Enfin, Gérard Collomb fait un lapsus digne de celui de Jean-Pierre Chevènement sur les nationalités de Saint-Denis… Il refuse « une situation mono-ethnique » et veut des minguettes de la diversité… Mono-ethnique les minguettes, avec plus de 50 nationalités des cinq continents ? Non, quand on concentre les pauvres, c’est toujours dans la diversité des origines. Ce sont plutôt les quartiers aisés qui sont « mono-ethniques » ! La ségrégation sociale que nous refusons s’accompagne très bien de la diversité des origines des pauvres, immigrés et français ! Ce qui pose problème dans les quartiers, c’est la pauvreté, l’économie parrallèle et l’affaiblissement de la république !

● **Consigne**:
Résumez sous forme de liste brève le paragraphe du texte qui commence par « Enfin, Gérard Collomb fait un lapsus », sans perdre ses faits principaux. Appuyez-vous uniquement sur le texte.

(Entrées d'étiquetage de la position d'objets)
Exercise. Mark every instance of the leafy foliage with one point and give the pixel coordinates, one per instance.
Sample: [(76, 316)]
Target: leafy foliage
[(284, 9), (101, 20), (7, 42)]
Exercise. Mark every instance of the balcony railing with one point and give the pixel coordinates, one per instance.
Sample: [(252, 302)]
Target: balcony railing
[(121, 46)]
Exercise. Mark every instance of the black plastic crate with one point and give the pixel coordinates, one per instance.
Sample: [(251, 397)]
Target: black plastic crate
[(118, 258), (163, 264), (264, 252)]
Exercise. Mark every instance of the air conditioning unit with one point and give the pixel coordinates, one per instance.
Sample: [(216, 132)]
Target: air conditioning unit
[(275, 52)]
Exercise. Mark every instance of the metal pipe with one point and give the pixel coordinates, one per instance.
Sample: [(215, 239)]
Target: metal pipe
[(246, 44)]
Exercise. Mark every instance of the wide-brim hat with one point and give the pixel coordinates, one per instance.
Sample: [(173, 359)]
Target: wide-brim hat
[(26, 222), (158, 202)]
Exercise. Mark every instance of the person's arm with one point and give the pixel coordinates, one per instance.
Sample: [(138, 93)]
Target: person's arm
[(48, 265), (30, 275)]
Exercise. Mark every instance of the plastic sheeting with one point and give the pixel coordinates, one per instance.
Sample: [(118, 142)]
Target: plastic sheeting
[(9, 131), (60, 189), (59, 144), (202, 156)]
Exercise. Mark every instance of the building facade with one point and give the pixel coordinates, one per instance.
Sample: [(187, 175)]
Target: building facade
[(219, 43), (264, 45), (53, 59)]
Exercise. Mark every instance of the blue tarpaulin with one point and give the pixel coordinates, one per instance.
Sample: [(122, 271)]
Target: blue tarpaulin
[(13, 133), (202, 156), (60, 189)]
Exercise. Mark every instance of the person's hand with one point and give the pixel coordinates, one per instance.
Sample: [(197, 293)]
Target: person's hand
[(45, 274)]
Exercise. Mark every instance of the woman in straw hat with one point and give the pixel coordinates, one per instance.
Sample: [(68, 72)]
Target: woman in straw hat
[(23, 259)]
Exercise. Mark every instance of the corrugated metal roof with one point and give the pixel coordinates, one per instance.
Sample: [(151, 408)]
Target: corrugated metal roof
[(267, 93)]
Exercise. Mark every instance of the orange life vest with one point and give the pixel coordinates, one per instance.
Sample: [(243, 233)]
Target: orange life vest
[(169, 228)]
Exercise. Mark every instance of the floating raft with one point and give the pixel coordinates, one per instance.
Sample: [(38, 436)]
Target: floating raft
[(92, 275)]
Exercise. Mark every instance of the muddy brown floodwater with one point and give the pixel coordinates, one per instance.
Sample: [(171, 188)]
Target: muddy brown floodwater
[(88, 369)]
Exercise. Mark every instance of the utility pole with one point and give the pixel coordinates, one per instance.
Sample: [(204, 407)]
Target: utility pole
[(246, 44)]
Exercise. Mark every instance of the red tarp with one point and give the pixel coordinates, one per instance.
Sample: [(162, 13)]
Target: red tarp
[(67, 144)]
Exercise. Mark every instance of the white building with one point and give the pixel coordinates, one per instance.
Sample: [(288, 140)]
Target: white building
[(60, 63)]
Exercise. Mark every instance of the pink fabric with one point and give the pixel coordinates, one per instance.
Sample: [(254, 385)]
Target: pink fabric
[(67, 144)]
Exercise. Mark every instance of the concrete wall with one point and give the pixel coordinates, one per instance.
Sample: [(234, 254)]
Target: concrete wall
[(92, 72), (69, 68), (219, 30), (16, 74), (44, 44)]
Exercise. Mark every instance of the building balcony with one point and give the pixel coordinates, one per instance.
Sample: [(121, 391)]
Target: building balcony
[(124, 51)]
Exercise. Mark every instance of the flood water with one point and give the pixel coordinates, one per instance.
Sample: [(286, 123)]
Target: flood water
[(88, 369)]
--
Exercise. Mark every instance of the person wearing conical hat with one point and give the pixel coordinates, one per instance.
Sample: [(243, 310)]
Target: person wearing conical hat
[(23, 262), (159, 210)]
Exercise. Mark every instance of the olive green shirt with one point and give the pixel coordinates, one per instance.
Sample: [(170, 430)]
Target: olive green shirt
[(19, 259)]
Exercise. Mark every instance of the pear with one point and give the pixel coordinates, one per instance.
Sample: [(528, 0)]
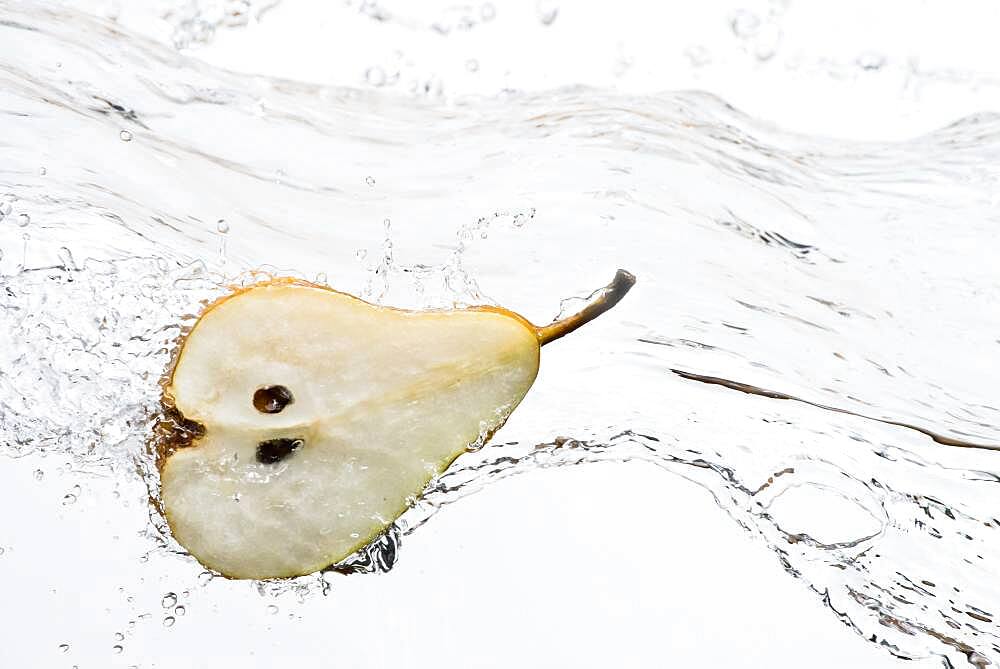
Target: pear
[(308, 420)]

● **Réponse attendue**:
- Gérard Collomb fait un lapsus comparable à celui de Jean-Pierre Chevènement sur les nationalités de Saint-Denis : il refuse « une situation mono-ethnique » et veut des minguettes de la diversité.
- Or les minguettes comptent plus de 50 nationalités des cinq continents. Quand on concentre les pauvres, c'est toujours dans la diversité des origines.
- Ce sont plutôt les quartiers aisés qui sont « mono-ethniques ».
- La ségrégation sociale refusée s'accompagne très bien de la diversité des origines des pauvres, immigrés et français.
- Le problème des quartiers, c'est la pauvreté, l'économie parallèle et l'affaiblissement de la république.